KUTIPAN TEKS>
..........

Kim Simin (Hangul: 김시민, Hanzi: 金時敏, 1554-1592) adalah seorang jenderal dan patriot Korea pada masa Dinasti Joseon. Ia terkenal akan kepahlawanannya dalam perjuangannya yang heroik mempertahankan Kastil Jinju dari serbuan Jepang ketika Toyotomi Hideyoshi menginvasi Korea yang dikenal dalam sejarah sebagai Perang Tujuh Tahun atau Perang Imjin.

Kehidupan awal

Kim dilahirkan di Provinsi Chungcheong pada tahun 1554, ayahnya adalah Kim Chunggap (김충갑). Ia adalah keturunan generasi ke-12 dari jenderal terkenal semasa Dinasti Goryeo, Kim Banggyeong (김방경).

Tahun 1578, ia lulus ujian pemerintah untuk masuk militer dan diberi jabatan sebagai pelatih pasukan. Ia mendapati bahwa kondisi persenjataan maupun mental prajurit Joseon pada waktu itu dalam kondisi yang tidak layak dan ia merasa tidak puas dengan metode pelatihan yang ada. Karenanya, ia menghadap menteri perang untuk menyampaikan mengenai masalah ini, ia mengingatkan bahwa negara akan terjerumus dalam bahaya besar bila terjadi krisis mendadak dengan tentara yang tidak layak seperti sekarang ini. Namun sarannya tidak diindahkan oleh menteri perang dengan alasan saat itu adalah masa damai dan tidak akan ada krisis seperti itu, militer yang kuat hanya akan membuat rakyat menjadi takut.

Walau ditolak, Kim masih berkali-kali mengajukan proposal untuk membentuk tentara yang tangguh, namun berkali-kali pula mendapat penolakan. Karena merasa pendapatnya tidak pernah didengar, ia memutuskan untuk mengundurkan diri dari militer. Di depan sang menteri perang, ia melepaskan seragam militernya, setelah mengembalikannya pada sang menteri, ia meninggalkan ruang pertemuan. Tahun 1583, Nitangae, salah satu kepala suku Jurchen (Manchu) memberontak terhadap pemerintah Joseon di Hoeryeong, Kim kembali masuk tentara di bawah komando jenderal Jeong Eonsin. Sebagai wakil komandan, ia memberi kontribusi besar dalam menumpas pemberontakan suku Jurchen.

..........

DATA HASIL EKSTRAKSI>
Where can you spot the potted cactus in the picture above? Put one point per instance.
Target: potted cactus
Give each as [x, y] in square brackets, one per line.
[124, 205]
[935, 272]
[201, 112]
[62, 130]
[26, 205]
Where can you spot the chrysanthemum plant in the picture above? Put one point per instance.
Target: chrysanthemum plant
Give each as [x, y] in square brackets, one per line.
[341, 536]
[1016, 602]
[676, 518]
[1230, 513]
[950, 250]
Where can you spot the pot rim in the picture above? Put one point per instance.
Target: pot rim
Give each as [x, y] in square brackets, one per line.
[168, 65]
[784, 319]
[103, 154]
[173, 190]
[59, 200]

..........

TINDAKAN YANG DIPERLUKAN>
1. Tolong ubah "pot rim" menjadi "pot edge" dalam entri, mulai dari baris yang memuat "Where can you spot the pot rim" hingga baris terakhir entri. Tuliskan kembali hanya baris-baris itu tanpa perubahan lain.
2. Lanjutkan teks tentang Kim Simin dari titik teks itu berhenti.
Teks dan entri di atas adalah dua bahan yang terpisah.

DAFTAR JAWABAN>
1.
Where can you spot the pot edge in the picture above? Put one point per instance.
Target: pot edge
Give each as [x, y] in square brackets, one per line.
[168, 65]
[784, 319]
[103, 154]
[173, 190]
[59, 200]

2.
Invasi Jepang dan Pengepungan Kastil Jinju

Tahun 1591, ia diangkat sebagai pejabat militer di Kastil Jinju. Setelah meninggalnya I Gyeong, jenderal penjaga kastil itu dan meletusnya Perang Imjin pada tahun berikutnya, Kim menjadi komandan penjaga kastil itu. Ia memerintahkan pembuatan 170 meriam ukuran besar dan kecil untuk memperkuat pertahanan kastil itu.

Dalam perang, ia mengalahkan pasukan Jepang di Sacheon dan Goseong, serta menangkap seorang komandan mereka di Jinhae. Atas jasa-jasanya itu, ia diangkat sebagai komandan tertinggi pasukan Gyeongsang Timur. Setelah menerima jabatan itu, sekali lagi ia berjasa mengalahkan Jepang di Geumsan.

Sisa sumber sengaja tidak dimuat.